• [Given text]:
Eli Lilly (NYSE:LLY) has announced the FDA’s expanded approval for its BTK inhibitor drug, Jaypirca (pirtobrutinib), specifically in chronic lymphocytic leukemia (CLL) or small lymphocytic lymphoma (SLL) indications. Jaypirca is now approved in the United States under the accelerated pathway for the treatment of adults with CLL/SLL who have undergone at least two prior lines of therapy, including a BTK inhibitor and a BCL-2 inhibitor.
This approval is based on data from a subset of patients in the phase I/II BRUIN study, which assessed Jaypirca in patients with hematologic malignancies, including CLL/SLL and mantle cell lymphoma (MCL). Results from the study demonstrated that patients treated with Jaypirca achieved an overall response rate of 72%, with a median duration of response of 12.2 months.
According to Lilly, Jaypirca utilizes a unique binding mechanism and boasts the most extensive body of evidence among targeted therapies for patients previously treated with an approved BTK inhibitor, such as AbbVie (ABBV) /J&J’s (JNJ) Imbruvica, AstraZeneca’s (AZN) Calquence, or BeiGene’s Brukinsa.
With this label expansion, Jaypirca becomes the first and only non-covalent (reversible) BTK inhibitor shown to extend the benefits of targeting the BTK pathway in patients previously treated with a covalent BTK inhibitor. The BRUIN study enrolled patients treated with Imbruvica, Calquence, or Brukinsa.
Earlier this year, Jaypirca received accelerated approval from the FDA to treat adult patients with relapsed or refractory (r/r) MCL after at least two lines of systemic therapy (including a BTK inhibitor), supported by data from the BRUIN study.

• [Record set]:
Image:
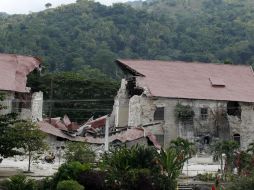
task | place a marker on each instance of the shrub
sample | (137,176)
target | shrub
(242,183)
(19,182)
(69,185)
(92,179)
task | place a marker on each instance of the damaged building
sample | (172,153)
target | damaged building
(200,102)
(13,77)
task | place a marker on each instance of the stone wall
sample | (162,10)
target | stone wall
(217,125)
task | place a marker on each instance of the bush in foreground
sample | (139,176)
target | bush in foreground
(69,185)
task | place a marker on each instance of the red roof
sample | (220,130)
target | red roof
(176,79)
(14,70)
(98,123)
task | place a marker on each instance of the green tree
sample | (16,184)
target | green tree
(19,182)
(8,139)
(31,138)
(48,5)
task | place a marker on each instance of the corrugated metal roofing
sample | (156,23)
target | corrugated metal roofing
(14,70)
(176,79)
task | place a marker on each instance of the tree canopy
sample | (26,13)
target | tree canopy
(88,33)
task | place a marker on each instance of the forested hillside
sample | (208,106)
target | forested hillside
(88,33)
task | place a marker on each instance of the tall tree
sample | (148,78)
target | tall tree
(31,138)
(8,141)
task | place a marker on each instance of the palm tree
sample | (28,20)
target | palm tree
(184,149)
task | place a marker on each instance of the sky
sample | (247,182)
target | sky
(26,6)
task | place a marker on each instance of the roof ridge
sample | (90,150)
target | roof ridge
(184,62)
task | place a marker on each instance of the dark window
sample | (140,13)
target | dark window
(159,113)
(237,138)
(203,113)
(234,109)
(207,140)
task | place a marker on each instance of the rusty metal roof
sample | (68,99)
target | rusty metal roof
(176,79)
(14,70)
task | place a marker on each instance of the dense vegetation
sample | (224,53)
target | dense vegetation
(88,33)
(122,168)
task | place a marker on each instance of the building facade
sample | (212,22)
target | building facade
(201,102)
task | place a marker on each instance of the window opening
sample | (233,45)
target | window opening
(204,113)
(159,113)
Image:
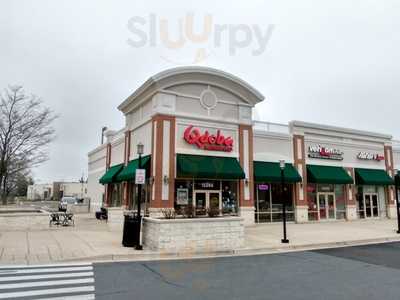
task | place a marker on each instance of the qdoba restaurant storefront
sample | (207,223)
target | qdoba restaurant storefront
(205,156)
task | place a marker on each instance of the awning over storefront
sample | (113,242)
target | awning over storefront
(110,175)
(128,173)
(208,167)
(271,172)
(373,177)
(328,175)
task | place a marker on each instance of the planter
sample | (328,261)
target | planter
(198,235)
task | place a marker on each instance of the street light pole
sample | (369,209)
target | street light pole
(282,166)
(396,190)
(140,152)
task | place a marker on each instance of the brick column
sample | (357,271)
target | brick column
(300,203)
(162,164)
(127,151)
(246,186)
(108,187)
(350,197)
(389,191)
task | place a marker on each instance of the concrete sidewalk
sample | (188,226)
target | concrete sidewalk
(91,240)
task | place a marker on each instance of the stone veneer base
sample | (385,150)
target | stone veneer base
(197,235)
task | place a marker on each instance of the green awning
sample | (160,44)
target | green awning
(109,176)
(208,167)
(373,177)
(128,173)
(328,175)
(271,172)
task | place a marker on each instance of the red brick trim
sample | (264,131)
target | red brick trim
(390,170)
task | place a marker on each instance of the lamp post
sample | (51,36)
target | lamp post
(396,190)
(140,149)
(282,166)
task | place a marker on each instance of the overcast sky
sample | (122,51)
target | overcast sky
(330,62)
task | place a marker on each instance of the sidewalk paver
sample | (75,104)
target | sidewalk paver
(92,240)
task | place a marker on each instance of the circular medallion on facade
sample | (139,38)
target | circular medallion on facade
(208,99)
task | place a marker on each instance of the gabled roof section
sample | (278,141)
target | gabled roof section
(192,74)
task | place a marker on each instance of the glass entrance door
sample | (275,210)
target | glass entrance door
(371,205)
(200,203)
(326,206)
(205,200)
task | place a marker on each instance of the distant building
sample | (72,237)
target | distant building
(56,190)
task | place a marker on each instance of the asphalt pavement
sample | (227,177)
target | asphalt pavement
(362,272)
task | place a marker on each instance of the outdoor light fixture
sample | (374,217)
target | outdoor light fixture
(151,180)
(396,191)
(140,149)
(282,166)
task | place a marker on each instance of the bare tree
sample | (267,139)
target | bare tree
(25,132)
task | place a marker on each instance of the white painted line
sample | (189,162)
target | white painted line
(49,276)
(80,297)
(44,266)
(52,270)
(47,292)
(45,283)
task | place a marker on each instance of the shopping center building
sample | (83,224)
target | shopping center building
(203,150)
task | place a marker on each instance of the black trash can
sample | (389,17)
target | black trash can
(131,233)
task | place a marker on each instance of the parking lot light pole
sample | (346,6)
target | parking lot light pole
(396,190)
(140,150)
(282,166)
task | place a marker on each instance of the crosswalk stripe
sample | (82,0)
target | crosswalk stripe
(45,283)
(44,266)
(50,276)
(80,297)
(45,270)
(67,282)
(47,292)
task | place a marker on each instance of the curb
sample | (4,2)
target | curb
(237,252)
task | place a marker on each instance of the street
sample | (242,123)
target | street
(362,272)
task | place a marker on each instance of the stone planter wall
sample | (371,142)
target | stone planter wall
(198,235)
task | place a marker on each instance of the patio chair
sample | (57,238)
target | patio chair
(70,219)
(54,219)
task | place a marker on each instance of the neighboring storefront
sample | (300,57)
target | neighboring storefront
(205,156)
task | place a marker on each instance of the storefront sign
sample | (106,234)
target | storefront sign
(370,156)
(140,176)
(207,185)
(207,141)
(182,196)
(263,187)
(319,151)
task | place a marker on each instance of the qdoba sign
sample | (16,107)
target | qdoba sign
(207,141)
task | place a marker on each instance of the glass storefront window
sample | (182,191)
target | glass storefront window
(183,194)
(229,197)
(312,202)
(116,195)
(340,202)
(268,202)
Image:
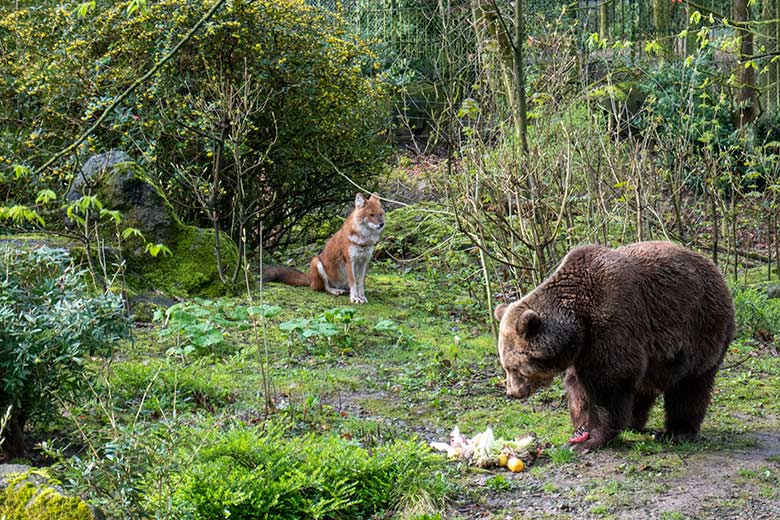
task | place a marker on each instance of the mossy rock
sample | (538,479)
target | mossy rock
(28,495)
(191,270)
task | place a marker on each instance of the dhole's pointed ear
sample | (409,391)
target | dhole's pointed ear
(528,324)
(360,201)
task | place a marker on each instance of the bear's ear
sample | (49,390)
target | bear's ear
(529,323)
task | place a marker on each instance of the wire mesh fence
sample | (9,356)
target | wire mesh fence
(429,44)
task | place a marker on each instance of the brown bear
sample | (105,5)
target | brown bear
(627,325)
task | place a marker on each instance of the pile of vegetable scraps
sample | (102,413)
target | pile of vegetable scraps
(485,451)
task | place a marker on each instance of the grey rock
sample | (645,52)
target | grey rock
(120,184)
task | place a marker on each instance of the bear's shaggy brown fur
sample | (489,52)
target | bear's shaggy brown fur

• [Required work]:
Write out word for word the passage of the Jaypirca approval text that begins with the words containing "According to Lilly, Jaypirca" and ends with "or BeiGene’s Brukinsa.".

• [Written answer]:
According to Lilly, Jaypirca utilizes a unique binding mechanism and boasts the most extensive body of evidence among targeted therapies for patients previously treated with an approved BTK inhibitor, such as AbbVie (ABBV) /J&J’s (JNJ) Imbruvica, AstraZeneca’s (AZN) Calquence, or BeiGene’s Brukinsa.